> _Written problem_
Rewrite every line of the data, from the line with "Expected: a point placed on each instance of the dense" through the end of the data, with 126 added to each coordinate in the points. Leave the other lines unchanged.

[Point labeling data]

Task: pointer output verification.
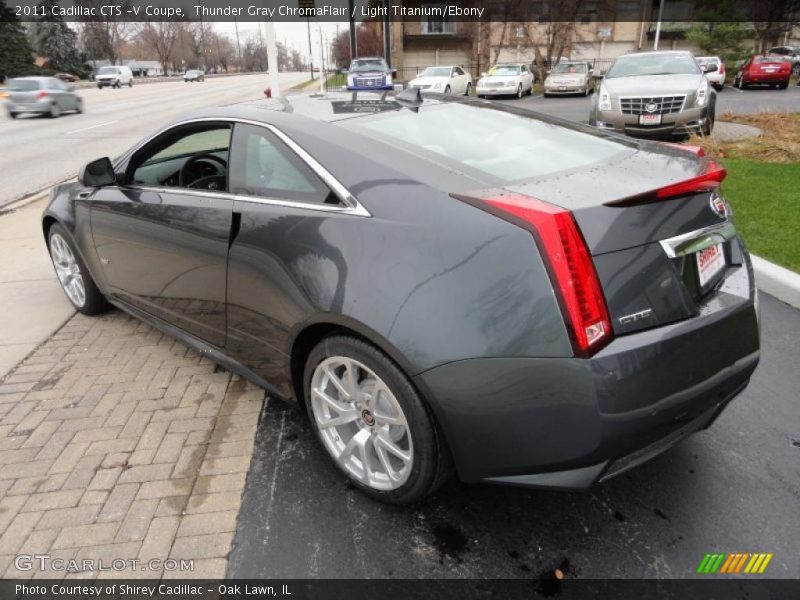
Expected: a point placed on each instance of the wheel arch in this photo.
(310, 333)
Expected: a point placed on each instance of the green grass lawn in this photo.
(766, 208)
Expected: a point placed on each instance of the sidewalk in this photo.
(116, 442)
(31, 299)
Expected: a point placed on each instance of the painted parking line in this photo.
(92, 127)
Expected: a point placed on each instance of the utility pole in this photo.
(658, 24)
(272, 60)
(353, 38)
(387, 35)
(310, 51)
(238, 46)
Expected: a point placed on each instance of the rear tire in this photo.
(74, 277)
(381, 417)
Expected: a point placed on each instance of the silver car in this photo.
(42, 95)
(569, 77)
(655, 94)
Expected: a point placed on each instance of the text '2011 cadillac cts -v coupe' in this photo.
(522, 300)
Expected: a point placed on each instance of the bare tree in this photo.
(106, 37)
(161, 37)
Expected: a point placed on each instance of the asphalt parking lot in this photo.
(753, 100)
(732, 488)
(172, 438)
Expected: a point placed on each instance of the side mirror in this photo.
(97, 173)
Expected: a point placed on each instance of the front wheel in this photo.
(72, 273)
(372, 422)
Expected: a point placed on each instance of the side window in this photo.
(264, 166)
(191, 156)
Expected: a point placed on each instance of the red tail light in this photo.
(711, 178)
(570, 266)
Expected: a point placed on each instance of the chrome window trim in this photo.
(351, 204)
(699, 239)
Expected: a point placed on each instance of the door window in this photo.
(194, 157)
(263, 166)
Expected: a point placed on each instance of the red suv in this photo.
(766, 70)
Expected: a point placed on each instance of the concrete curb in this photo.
(777, 281)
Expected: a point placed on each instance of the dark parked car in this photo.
(369, 73)
(774, 71)
(42, 95)
(432, 302)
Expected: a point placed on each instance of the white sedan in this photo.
(506, 80)
(444, 80)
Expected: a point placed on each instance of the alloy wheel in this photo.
(361, 423)
(67, 270)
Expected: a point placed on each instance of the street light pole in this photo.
(658, 24)
(310, 52)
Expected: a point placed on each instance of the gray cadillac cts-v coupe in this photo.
(444, 284)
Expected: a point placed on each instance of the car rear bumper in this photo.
(569, 89)
(359, 88)
(503, 91)
(767, 78)
(568, 423)
(42, 106)
(688, 121)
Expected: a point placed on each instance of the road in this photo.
(732, 488)
(38, 151)
(754, 100)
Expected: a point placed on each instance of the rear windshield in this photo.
(653, 64)
(370, 64)
(436, 72)
(506, 146)
(23, 85)
(570, 68)
(500, 70)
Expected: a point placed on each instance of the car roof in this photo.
(651, 52)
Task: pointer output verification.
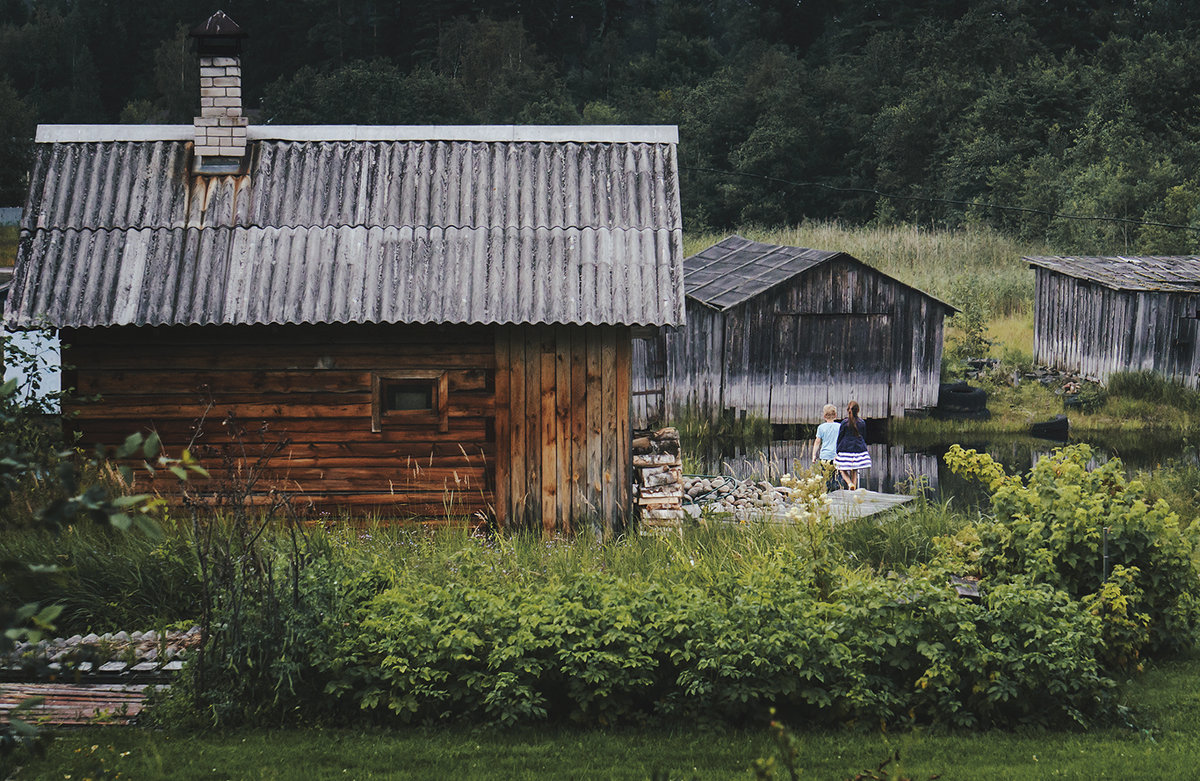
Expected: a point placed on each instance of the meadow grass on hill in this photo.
(947, 264)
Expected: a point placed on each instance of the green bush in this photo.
(699, 643)
(1072, 527)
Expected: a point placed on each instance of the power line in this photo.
(879, 193)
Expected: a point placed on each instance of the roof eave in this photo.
(514, 133)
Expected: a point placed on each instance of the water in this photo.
(900, 467)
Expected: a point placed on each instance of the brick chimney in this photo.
(221, 127)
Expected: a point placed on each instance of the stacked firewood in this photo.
(658, 474)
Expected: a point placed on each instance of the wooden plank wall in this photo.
(1097, 331)
(563, 396)
(309, 385)
(835, 332)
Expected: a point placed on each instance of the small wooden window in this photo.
(409, 397)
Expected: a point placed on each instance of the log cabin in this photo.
(1098, 316)
(779, 331)
(411, 322)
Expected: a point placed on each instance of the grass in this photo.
(1161, 742)
(947, 264)
(106, 581)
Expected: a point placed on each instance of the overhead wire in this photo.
(880, 193)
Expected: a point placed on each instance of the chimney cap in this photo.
(219, 25)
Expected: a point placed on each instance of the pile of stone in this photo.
(658, 480)
(742, 498)
(111, 652)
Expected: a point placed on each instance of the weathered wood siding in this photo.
(563, 394)
(835, 332)
(1097, 331)
(310, 386)
(538, 418)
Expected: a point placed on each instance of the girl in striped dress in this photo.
(852, 452)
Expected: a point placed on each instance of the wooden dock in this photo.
(75, 704)
(845, 505)
(851, 505)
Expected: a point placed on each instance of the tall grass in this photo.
(106, 580)
(1156, 389)
(900, 539)
(947, 264)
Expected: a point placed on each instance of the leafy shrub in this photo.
(699, 643)
(1057, 527)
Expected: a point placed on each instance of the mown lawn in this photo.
(1162, 743)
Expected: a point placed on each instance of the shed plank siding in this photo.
(1091, 329)
(834, 332)
(574, 452)
(310, 388)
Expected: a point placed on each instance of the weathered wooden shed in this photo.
(779, 331)
(433, 319)
(1104, 314)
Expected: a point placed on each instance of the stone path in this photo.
(849, 505)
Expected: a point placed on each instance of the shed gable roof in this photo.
(735, 270)
(1168, 274)
(351, 224)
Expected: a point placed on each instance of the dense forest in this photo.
(1067, 121)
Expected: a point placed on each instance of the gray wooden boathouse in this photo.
(779, 331)
(1104, 314)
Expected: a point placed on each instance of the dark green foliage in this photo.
(786, 110)
(1091, 533)
(711, 644)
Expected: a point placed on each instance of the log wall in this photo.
(310, 388)
(537, 425)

> _Solved problem_
Expected: a point placed on each instance of the dense forest in this photo.
(1193, 247)
Expected: a point placed on each instance of the gray wooden boathouse in this photo.
(905, 457)
(1230, 440)
Expected: a point placed on each instance of the dark green foliage in this photo.
(912, 236)
(1217, 659)
(837, 770)
Expected: a point placed on each instance of the log wall in this photo.
(436, 514)
(663, 551)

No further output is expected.